CHALLENGE → Copy out all of this data line for line, leaving out the pictures.

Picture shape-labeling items
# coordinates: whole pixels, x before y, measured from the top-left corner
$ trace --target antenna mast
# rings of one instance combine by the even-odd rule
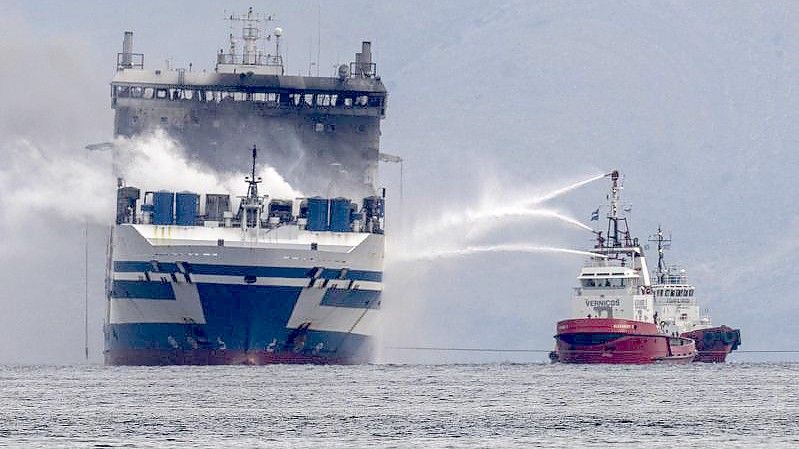
[[[666,238],[663,235],[663,229],[658,225],[658,232],[649,238],[650,242],[658,244],[658,269],[657,278],[658,283],[663,284],[666,282],[666,263],[664,261],[664,250],[669,249],[671,245],[671,236]]]

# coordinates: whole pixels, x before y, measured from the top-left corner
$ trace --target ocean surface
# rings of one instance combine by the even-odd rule
[[[0,367],[4,447],[799,447],[799,363]]]

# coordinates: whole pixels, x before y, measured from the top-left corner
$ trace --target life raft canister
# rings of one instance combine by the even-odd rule
[[[724,342],[725,345],[729,345],[735,342],[735,332],[734,331],[727,331],[721,334],[721,341]]]

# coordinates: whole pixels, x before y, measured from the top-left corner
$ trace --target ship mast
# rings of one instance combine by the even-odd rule
[[[605,247],[607,242],[608,248],[630,247],[635,246],[636,243],[630,239],[630,229],[627,226],[627,218],[619,215],[619,207],[621,206],[621,190],[622,181],[621,175],[618,170],[613,170],[607,176],[610,177],[612,184],[610,188],[610,211],[608,212],[608,233],[607,240],[602,239],[601,233],[600,247]]]
[[[252,146],[252,171],[249,176],[244,177],[247,182],[247,196],[241,197],[240,220],[242,231],[248,227],[258,228],[261,222],[261,211],[263,209],[263,198],[258,196],[258,184],[262,182],[260,176],[255,176],[255,159],[258,156],[258,150],[255,145]]]
[[[666,263],[664,261],[664,250],[669,248],[671,244],[671,237],[666,238],[663,235],[663,229],[658,226],[658,232],[649,238],[650,242],[658,244],[658,269],[657,269],[657,279],[658,284],[664,284],[666,282]]]

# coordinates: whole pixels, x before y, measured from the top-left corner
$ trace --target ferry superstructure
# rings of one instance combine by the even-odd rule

TASK SOLUTION →
# coordinates: whole pixels, x before y, measured from the top-left corner
$ trace --target antenna mast
# rings of one instance combine by the even-odd rule
[[[666,238],[663,235],[663,229],[658,225],[658,232],[649,238],[650,242],[658,244],[658,269],[657,278],[658,283],[663,284],[666,282],[666,263],[664,261],[664,250],[669,249],[671,245],[671,236]]]

# coordinates: whole pixels, x before y, measured from the top-left corner
$ trace --target ocean surface
# rings of one instance combine by the even-odd rule
[[[0,367],[4,447],[799,447],[799,363]]]

# coordinates: whole pixels, x before y, measured from the top-left corner
$ trace --target life raft canister
# rings of one instance combine by the even-odd rule
[[[724,342],[725,345],[729,345],[735,342],[735,332],[734,331],[727,331],[721,334],[721,341]]]

# coordinates: whole pixels, x before y, measured from the top-left corner
$ trace --target ship mast
# rings of one instance combine by the even-odd rule
[[[605,247],[607,242],[608,248],[630,247],[635,246],[636,243],[630,239],[630,229],[627,226],[627,218],[619,215],[619,207],[621,206],[621,190],[622,181],[621,175],[618,170],[613,170],[607,176],[610,177],[612,184],[610,188],[610,211],[608,212],[608,233],[607,240],[602,239],[601,233],[600,247]]]
[[[252,146],[252,171],[249,176],[244,177],[247,182],[247,196],[241,197],[240,220],[242,231],[248,227],[258,228],[261,222],[261,211],[263,209],[263,198],[258,196],[258,184],[262,182],[260,176],[255,176],[255,159],[258,156],[258,150],[255,145]]]
[[[666,263],[664,261],[664,250],[669,248],[671,244],[671,237],[666,238],[663,235],[663,229],[658,226],[658,232],[649,238],[650,242],[658,244],[658,269],[657,269],[657,279],[658,284],[664,284],[666,282]]]

# coordinates: whole pixels, x before y, measured from the top-left corner
$ trace --target ferry superstructure
# rings of one instance combine by the even-odd rule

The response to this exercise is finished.